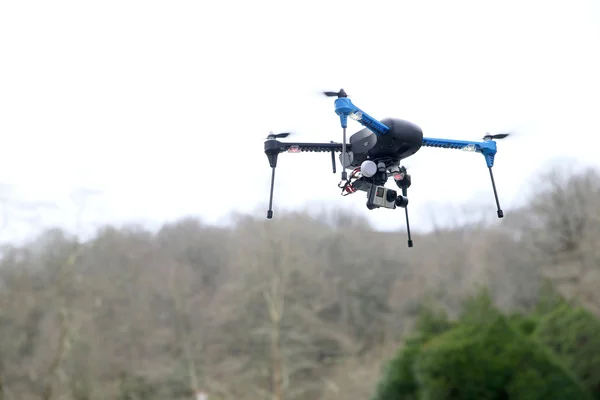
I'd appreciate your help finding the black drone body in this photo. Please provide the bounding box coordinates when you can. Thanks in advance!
[340,118,423,168]
[264,89,508,247]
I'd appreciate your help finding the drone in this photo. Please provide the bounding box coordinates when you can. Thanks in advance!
[264,89,510,247]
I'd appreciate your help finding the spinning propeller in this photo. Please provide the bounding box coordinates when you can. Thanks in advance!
[267,131,292,140]
[323,89,348,99]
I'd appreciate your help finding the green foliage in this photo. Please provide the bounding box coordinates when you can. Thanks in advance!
[368,306,453,400]
[373,289,600,400]
[535,304,600,399]
[415,315,586,400]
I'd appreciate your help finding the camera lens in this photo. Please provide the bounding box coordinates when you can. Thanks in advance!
[396,196,408,208]
[385,189,397,203]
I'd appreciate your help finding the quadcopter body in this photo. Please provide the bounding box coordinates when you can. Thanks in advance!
[264,89,508,247]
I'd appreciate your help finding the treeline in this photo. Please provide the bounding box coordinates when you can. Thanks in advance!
[0,161,600,400]
[373,287,600,400]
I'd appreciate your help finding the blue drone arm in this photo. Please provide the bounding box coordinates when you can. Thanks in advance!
[422,138,497,168]
[421,138,504,218]
[335,97,390,135]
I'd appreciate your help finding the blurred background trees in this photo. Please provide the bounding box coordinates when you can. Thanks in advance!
[0,160,600,400]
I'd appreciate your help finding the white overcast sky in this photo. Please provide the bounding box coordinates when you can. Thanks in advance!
[0,0,600,241]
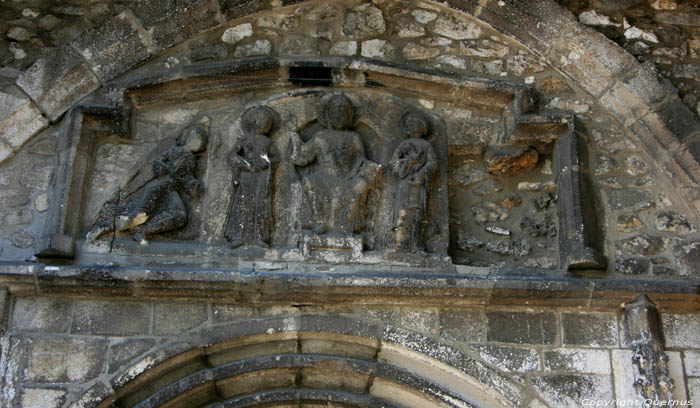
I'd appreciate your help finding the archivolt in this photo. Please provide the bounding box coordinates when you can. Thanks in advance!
[90,316,525,408]
[6,0,700,205]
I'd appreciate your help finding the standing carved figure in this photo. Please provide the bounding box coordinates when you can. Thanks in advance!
[87,118,208,245]
[390,111,437,252]
[224,106,277,248]
[292,94,379,236]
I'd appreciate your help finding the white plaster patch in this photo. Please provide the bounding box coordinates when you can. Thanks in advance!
[362,40,386,58]
[22,388,66,408]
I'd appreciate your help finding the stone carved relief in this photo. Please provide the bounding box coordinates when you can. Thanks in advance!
[46,58,596,268]
[390,111,437,252]
[224,106,278,248]
[86,117,210,245]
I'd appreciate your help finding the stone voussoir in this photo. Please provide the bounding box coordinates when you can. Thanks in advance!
[15,45,101,121]
[71,10,150,82]
[0,92,48,161]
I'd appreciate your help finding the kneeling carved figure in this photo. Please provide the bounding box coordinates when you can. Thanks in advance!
[86,118,209,245]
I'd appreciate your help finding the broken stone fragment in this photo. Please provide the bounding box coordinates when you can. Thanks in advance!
[221,23,253,44]
[433,15,481,40]
[520,215,557,238]
[484,146,539,177]
[655,211,693,232]
[343,4,386,39]
[471,201,510,225]
[622,234,665,256]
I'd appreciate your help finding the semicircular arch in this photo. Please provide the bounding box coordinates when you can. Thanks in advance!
[85,315,526,408]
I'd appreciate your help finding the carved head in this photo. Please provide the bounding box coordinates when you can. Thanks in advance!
[319,94,355,130]
[178,123,209,153]
[241,106,275,135]
[397,110,430,139]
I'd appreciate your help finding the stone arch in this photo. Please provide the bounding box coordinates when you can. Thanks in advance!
[0,0,700,209]
[86,315,528,408]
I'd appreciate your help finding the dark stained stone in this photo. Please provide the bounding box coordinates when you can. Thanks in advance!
[561,313,617,347]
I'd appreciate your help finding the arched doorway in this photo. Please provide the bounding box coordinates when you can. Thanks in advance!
[93,316,526,408]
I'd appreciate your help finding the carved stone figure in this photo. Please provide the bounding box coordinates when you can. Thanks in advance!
[87,118,208,245]
[292,94,379,236]
[224,106,277,248]
[390,111,437,252]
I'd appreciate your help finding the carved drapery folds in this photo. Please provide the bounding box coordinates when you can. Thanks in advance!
[86,117,210,245]
[44,57,604,269]
[625,295,674,407]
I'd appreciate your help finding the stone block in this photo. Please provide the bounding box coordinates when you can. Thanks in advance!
[0,139,12,163]
[673,240,700,276]
[561,313,618,347]
[612,350,644,408]
[656,99,700,142]
[486,312,559,344]
[532,374,613,408]
[543,349,610,375]
[606,189,654,211]
[683,350,700,377]
[70,381,114,408]
[0,91,49,152]
[26,337,108,384]
[72,10,149,82]
[471,344,540,373]
[134,0,219,52]
[299,332,379,360]
[153,303,208,336]
[688,378,700,405]
[16,46,100,121]
[661,314,700,348]
[550,22,638,97]
[600,78,650,126]
[108,339,157,373]
[10,298,73,333]
[21,388,67,408]
[622,61,678,105]
[71,301,151,336]
[438,309,484,343]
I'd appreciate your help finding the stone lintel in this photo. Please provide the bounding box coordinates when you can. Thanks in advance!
[0,262,700,312]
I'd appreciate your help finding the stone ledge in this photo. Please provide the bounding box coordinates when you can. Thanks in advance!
[0,262,700,312]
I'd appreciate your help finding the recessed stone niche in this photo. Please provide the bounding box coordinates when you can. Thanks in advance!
[42,58,601,268]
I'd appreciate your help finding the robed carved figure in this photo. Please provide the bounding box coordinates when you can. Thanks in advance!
[87,118,209,245]
[292,94,379,236]
[224,106,278,248]
[390,111,437,252]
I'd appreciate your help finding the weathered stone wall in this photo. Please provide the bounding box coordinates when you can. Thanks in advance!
[560,0,700,114]
[0,1,700,408]
[0,1,700,278]
[0,298,700,408]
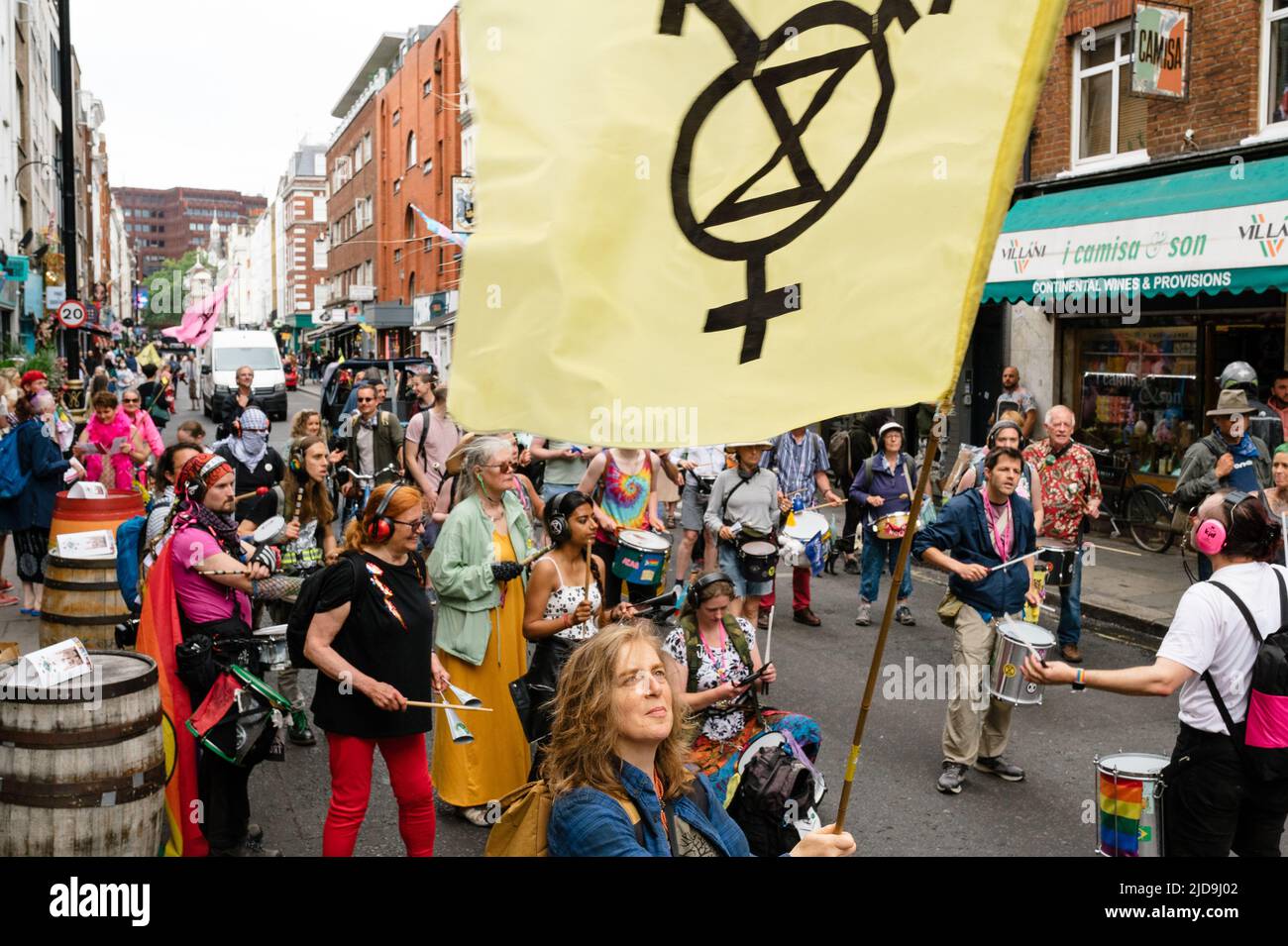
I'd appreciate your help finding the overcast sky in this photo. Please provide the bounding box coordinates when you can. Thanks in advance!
[71,0,452,197]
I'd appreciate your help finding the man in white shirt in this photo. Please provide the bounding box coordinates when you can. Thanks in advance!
[1024,491,1288,857]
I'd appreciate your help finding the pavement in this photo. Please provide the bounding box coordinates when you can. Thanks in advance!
[0,388,1256,856]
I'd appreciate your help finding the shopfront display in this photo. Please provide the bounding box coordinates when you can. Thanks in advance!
[1077,326,1203,478]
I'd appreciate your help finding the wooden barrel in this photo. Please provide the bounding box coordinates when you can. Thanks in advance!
[40,555,130,650]
[0,650,166,857]
[49,489,143,550]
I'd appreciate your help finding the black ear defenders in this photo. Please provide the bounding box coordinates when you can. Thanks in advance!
[687,571,733,607]
[546,489,590,543]
[366,484,402,543]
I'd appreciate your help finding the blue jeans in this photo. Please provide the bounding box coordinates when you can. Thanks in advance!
[1055,555,1082,645]
[859,530,912,601]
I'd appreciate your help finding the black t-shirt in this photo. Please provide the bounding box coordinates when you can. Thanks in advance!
[215,447,286,523]
[313,552,434,739]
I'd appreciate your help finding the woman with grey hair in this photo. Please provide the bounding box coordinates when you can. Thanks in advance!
[429,436,536,827]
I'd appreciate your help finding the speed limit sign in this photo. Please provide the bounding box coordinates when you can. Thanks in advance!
[58,298,86,328]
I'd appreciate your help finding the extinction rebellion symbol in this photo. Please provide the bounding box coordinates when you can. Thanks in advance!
[658,0,953,363]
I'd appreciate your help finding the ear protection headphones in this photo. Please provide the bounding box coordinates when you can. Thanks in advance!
[187,453,228,502]
[1194,490,1250,556]
[366,482,402,543]
[686,571,733,607]
[546,489,590,543]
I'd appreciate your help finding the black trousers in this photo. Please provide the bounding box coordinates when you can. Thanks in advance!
[1163,723,1288,857]
[591,542,661,607]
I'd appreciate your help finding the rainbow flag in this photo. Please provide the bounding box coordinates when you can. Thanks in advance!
[136,538,209,857]
[1096,774,1145,857]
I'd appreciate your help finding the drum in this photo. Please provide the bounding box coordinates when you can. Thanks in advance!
[613,529,671,584]
[876,512,909,539]
[1038,546,1078,588]
[1095,752,1169,857]
[988,620,1055,706]
[738,541,778,584]
[255,624,291,671]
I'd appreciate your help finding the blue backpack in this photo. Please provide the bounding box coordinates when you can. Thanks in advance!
[0,429,31,499]
[115,514,149,611]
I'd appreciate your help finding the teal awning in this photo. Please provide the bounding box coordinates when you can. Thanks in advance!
[983,158,1288,303]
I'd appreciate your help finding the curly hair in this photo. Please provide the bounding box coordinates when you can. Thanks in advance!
[541,620,695,799]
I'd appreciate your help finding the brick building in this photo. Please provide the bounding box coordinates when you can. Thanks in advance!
[957,0,1288,491]
[112,186,268,275]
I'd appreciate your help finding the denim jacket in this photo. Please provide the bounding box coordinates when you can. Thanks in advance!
[426,490,536,667]
[546,762,751,857]
[912,489,1037,620]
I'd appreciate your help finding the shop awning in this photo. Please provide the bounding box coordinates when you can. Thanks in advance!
[983,158,1288,303]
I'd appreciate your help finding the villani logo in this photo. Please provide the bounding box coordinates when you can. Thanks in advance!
[658,0,953,365]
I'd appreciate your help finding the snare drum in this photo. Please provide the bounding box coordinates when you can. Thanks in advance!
[988,620,1055,706]
[1094,752,1169,857]
[1038,546,1078,588]
[738,541,778,584]
[255,624,291,671]
[613,529,671,584]
[876,512,910,539]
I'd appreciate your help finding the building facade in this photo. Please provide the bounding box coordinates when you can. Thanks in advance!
[115,186,268,275]
[957,0,1288,499]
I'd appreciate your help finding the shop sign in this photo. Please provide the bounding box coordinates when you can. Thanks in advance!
[1130,0,1194,102]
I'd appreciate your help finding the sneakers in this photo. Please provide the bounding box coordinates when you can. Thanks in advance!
[935,762,966,795]
[975,756,1024,782]
[793,607,823,627]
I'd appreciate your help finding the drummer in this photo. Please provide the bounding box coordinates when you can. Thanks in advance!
[760,427,845,627]
[671,444,729,597]
[850,421,917,627]
[1022,491,1288,857]
[577,447,666,609]
[912,447,1038,795]
[703,440,793,627]
[954,424,1042,536]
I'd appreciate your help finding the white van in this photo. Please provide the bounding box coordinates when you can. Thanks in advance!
[201,328,286,423]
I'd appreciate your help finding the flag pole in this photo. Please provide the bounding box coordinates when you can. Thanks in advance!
[836,405,948,834]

-----

◆ JOB: Copy out every line above that contains the word "building", with case counting.

◆ RESPONSE TO THIS EXERCISE:
I'd appreciate your help finding the brick building in this photo. Please provide the bounding box coordinates when you can. Thanks in advance!
I'd appreciate your help finding the building facade in this photo. Please provide the bounding box coordinates when you can. Thanks in advance!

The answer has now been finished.